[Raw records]
━━━━━━━━
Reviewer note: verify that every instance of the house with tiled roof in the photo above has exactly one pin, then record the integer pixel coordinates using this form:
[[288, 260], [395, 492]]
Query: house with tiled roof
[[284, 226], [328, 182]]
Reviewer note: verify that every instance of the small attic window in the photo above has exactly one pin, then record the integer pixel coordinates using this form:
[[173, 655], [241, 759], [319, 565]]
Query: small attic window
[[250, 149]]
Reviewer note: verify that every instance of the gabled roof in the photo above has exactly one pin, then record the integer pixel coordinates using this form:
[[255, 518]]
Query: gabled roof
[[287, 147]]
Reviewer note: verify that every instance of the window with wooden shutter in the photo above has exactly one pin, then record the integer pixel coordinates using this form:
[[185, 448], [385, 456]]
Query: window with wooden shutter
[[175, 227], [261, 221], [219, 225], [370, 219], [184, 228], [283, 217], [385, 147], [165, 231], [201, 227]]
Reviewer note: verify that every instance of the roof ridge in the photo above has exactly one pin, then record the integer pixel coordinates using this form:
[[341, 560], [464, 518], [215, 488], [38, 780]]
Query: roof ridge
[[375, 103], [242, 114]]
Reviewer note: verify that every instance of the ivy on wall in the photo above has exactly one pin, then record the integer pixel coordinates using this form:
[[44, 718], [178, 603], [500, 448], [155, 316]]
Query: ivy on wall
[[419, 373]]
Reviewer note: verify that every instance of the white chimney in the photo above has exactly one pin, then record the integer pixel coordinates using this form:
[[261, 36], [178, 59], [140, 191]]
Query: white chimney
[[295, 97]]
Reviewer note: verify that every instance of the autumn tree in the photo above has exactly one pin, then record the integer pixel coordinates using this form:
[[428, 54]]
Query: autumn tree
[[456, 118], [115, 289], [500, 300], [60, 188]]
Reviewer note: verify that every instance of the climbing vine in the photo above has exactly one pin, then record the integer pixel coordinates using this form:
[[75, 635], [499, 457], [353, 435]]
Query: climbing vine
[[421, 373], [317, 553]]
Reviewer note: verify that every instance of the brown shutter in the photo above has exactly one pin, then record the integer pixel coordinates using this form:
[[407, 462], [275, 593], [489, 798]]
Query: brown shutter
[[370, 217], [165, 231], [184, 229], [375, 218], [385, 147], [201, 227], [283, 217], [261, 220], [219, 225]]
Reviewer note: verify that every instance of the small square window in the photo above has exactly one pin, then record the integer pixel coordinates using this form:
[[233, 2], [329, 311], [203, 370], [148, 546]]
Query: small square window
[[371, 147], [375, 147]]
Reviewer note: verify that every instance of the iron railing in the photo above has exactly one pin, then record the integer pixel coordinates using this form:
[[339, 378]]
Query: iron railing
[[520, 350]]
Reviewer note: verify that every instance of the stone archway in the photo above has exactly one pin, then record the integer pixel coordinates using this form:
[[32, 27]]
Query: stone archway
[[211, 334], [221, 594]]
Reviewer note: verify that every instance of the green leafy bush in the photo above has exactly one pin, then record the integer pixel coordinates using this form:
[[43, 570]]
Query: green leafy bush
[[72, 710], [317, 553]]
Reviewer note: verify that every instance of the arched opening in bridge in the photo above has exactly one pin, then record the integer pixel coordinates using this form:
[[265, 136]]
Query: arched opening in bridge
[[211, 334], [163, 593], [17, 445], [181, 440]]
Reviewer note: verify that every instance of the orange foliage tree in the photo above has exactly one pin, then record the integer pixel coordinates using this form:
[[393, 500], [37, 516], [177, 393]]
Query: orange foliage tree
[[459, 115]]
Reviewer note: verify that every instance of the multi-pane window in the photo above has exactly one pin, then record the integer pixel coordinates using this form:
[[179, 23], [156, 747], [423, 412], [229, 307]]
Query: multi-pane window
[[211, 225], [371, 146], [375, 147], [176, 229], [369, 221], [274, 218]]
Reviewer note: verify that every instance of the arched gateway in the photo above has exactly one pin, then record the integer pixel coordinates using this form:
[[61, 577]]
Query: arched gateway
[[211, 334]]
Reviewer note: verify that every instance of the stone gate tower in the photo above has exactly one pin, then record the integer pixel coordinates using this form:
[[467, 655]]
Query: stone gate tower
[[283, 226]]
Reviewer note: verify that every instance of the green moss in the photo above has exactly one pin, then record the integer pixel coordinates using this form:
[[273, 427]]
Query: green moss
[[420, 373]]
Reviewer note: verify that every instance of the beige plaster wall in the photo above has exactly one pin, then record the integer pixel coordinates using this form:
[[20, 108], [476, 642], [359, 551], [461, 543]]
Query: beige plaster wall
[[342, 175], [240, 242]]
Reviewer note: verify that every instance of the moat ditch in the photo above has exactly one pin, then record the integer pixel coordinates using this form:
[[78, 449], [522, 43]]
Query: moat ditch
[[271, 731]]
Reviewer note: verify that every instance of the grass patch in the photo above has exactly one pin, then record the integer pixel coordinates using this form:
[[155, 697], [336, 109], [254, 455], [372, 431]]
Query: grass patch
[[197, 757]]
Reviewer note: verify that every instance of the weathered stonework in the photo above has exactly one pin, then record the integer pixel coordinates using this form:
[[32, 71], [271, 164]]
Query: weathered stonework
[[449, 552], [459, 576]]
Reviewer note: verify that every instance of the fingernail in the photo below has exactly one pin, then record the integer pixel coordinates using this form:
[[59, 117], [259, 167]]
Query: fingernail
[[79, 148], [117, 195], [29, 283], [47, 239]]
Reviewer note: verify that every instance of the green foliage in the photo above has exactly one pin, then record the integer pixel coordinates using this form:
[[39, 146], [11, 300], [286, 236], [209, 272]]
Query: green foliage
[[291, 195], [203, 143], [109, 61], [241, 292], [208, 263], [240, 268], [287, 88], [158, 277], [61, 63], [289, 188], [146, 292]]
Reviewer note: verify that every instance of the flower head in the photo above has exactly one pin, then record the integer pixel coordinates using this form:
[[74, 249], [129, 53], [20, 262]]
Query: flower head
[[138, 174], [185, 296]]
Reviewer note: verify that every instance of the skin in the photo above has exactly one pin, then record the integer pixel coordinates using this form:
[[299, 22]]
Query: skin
━━━━━━━━
=== Written instruction ===
Output the entries verbatim.

=== Output for this exercise ===
Reviewer note: verify that every instance of the house with tiled roof in the photo above has exactly one pin, then record the integer pixel coordinates using this form:
[[288, 260], [395, 492]]
Query: house with tiled roof
[[284, 226], [328, 182]]
Reviewer note: verify that every instance of the small attic window in the photo above has exactly one pin, then record the integer pixel coordinates using this form:
[[173, 655], [241, 759], [319, 565]]
Query: small attic window
[[250, 149]]
Reviewer note: verify that every instance of the gabled roof in the photo above has exactly one pin, then record the integer pixel coordinates using this form:
[[255, 518]]
Query: gabled roof
[[287, 147]]
Reviewer note: verify that every instance of the window with wooden shutter in the photo above has exactly one pin, then record the integer pixel coordinates using this form:
[[185, 448], [385, 456]]
Query: window with wooden shutter
[[175, 227], [261, 221], [219, 225], [370, 219], [184, 228], [283, 217], [385, 147], [165, 231], [201, 227]]
Reviewer note: verify that every instance of the roof ridge in the photo above has exactly one pin, then record the integer pixel coordinates using this form:
[[341, 560], [464, 518], [215, 488], [38, 780]]
Query: roof ridge
[[375, 103], [242, 114]]
Reviewer note: verify that every instance of the ivy on wall in the photo above has exactly one pin, then record the integer pixel coordinates using this form:
[[44, 718], [178, 603], [500, 448], [155, 316]]
Query: ivy on wall
[[419, 373]]
Reviewer note: verify that every instance of the white chimney in the photo above has exactly one pin, then record the integer pixel coordinates using this form:
[[261, 36], [178, 59], [140, 191]]
Query: white chimney
[[295, 97]]
Reviewer note: verify that every instance of the autumn tree in the photo above has exactly one pin, then record the integer pixel coordinates using this form:
[[428, 54]]
Query: autumn tree
[[456, 118], [115, 289], [500, 300], [60, 188]]
Reviewer note: verify that every instance of the climbing vine in the photo above has exactly one pin, then record the integer pixel coordinates using this form:
[[75, 635], [499, 457], [353, 435]]
Query: climbing vine
[[421, 373], [317, 553]]
Reviewer note: verify that every instance of the brown shutter in the photo above has exactly one pin, then record the integer pixel coordinates using this form:
[[407, 462], [275, 593], [489, 798]]
Query: brown shutter
[[370, 217], [165, 231], [184, 229], [375, 218], [385, 147], [201, 227], [283, 217], [261, 220], [219, 225]]
Reviewer note: verify that every instance of the small square window in the photo above has exactly one pin, then record the integer pixel coordinates using this form:
[[233, 2], [329, 311], [203, 370], [148, 546]]
Query: small square window
[[371, 147], [375, 147]]
Reviewer note: verify that every instance of the iron railing in the photo above has exactly one pin, then record the integer pixel coordinates using this form:
[[339, 378]]
Query: iron railing
[[520, 350]]
Reviewer note: verify that every instance of the stone archway in the photo above has exactly one pin, then record the integer pixel coordinates using this form:
[[32, 27]]
Query: stone archway
[[211, 334], [221, 594]]
Reviewer note: verify that every instance of the green leafy bush in the photo above has exactly one pin, then record the integer pixel coordinates using this form:
[[43, 570]]
Query: green leafy bush
[[72, 710], [317, 553]]
Reviewer note: verify that every instance of the arched opening in bridge in the photo above has exactly one pin, then record the integer pixel coordinates using this form:
[[265, 136]]
Query: arched opening in bridge
[[211, 334], [163, 593], [17, 445], [181, 440]]
Reviewer note: verify that every instance of the orange foliage tree in the photo above has exactly one pin, then record the integer pixel coordinates using this form:
[[393, 500], [37, 516], [177, 393]]
Query: orange foliage tree
[[459, 115]]
Reviewer note: verify that every instance of the multi-pane window in the photo above has exactly one pin, then record the integer pixel coordinates using this form:
[[179, 23], [156, 747], [423, 412], [229, 307]]
Query: multi-pane window
[[211, 225], [371, 146], [375, 147], [176, 229], [369, 221], [274, 218]]
Reviewer note: verify that every instance of the arched gateway in the photo above has exactly one pin, then record the integer pixel coordinates using this form:
[[61, 577]]
Query: arched gateway
[[211, 334]]
Reviewer note: verify that every instance of the stone gate tower in the photo above has exactly one pin, then record the integer pixel coordinates using this form:
[[467, 655]]
Query: stone gate tower
[[283, 226]]
Reviewer note: verify that every instance of the green moss in the photo above has exactly one pin, then record the integer pixel coordinates using this form:
[[273, 427]]
Query: green moss
[[420, 373]]
Reviewer note: verify that every instance of the beige plaster wall in the photo above has exactly one pin, then record the integer pixel coordinates using this form:
[[20, 108], [476, 642], [359, 551], [461, 543]]
Query: beige plaster wall
[[342, 175], [240, 242]]
Reviewer note: verify that every instance of the moat ditch in the photo above has exactly one pin, then record the integer pixel coordinates using this form:
[[78, 449], [522, 43]]
Query: moat ditch
[[271, 731]]
Reviewer note: verify that every instance of the grass patch in the photo above has exactly one pin, then record the integer pixel coordinates using this form:
[[155, 697], [336, 109], [254, 455], [372, 431]]
Query: grass patch
[[197, 757]]
Reviewer note: verify that every instance of the weathered stonework in the photo above has exactly one pin, then record the integer pixel coordinates using this form:
[[32, 71], [271, 164]]
Query: weathered stonework
[[449, 552], [459, 576]]
Reviewer note: verify that every instance of the fingernail in the photo below has exactly one pin, then record the integer pixel coordinates using this form:
[[59, 117], [259, 167]]
Query: fingernail
[[79, 148], [117, 195], [29, 283], [47, 239]]
Reviewer note: verify that every instance of the green foliage in the photo above has exactly one pin, then record the integer pixel coordinates using this form:
[[39, 146], [11, 300], [286, 236], [209, 272]]
Query: green foliage
[[291, 195], [203, 143], [109, 61], [241, 292], [208, 263], [240, 268], [287, 88], [158, 277], [61, 63], [289, 188], [146, 292]]
Reviewer note: verify that every instance of the flower head in the photo above has exactly one pin, then record the integer pixel coordinates using this form:
[[74, 249], [129, 53], [20, 262]]
Query: flower head
[[138, 174], [185, 296]]
Reviewer note: verify that every instance of the skin in the photo above has exactly one pin, then record the integer pixel coordinates using this form:
[[299, 22]]
Query: skin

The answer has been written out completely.